Task details: Please replace "Locate" with "Find" throughout the items below and write out their lines again with nothing else changed. Leave the pictures out of your answer.

Collection entries

◇ ◇ ◇ ◇

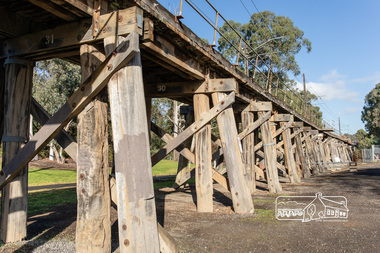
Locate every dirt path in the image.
[0,165,380,253]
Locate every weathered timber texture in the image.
[75,44,111,252]
[294,128,310,178]
[258,112,282,193]
[280,122,301,183]
[241,111,256,194]
[31,98,78,162]
[193,94,213,212]
[0,61,5,142]
[105,38,160,253]
[212,93,253,213]
[0,33,139,188]
[0,62,33,243]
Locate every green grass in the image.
[152,160,178,176]
[28,168,77,186]
[28,188,77,215]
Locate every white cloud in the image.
[350,71,380,84]
[344,108,361,114]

◇ ◇ ◇ ◇

Complete response:
Find every dirt path in the image.
[0,165,380,253]
Find every weathered timber texture in the image.
[75,44,111,252]
[294,128,310,178]
[258,112,282,193]
[280,122,301,183]
[241,111,256,194]
[31,98,78,162]
[193,94,213,212]
[0,61,5,142]
[105,38,160,253]
[212,93,253,213]
[0,33,139,188]
[0,62,33,243]
Find every green grass in the image.
[152,160,178,176]
[28,168,77,186]
[28,188,77,215]
Find every white cloud in the image.
[350,71,380,84]
[344,108,361,114]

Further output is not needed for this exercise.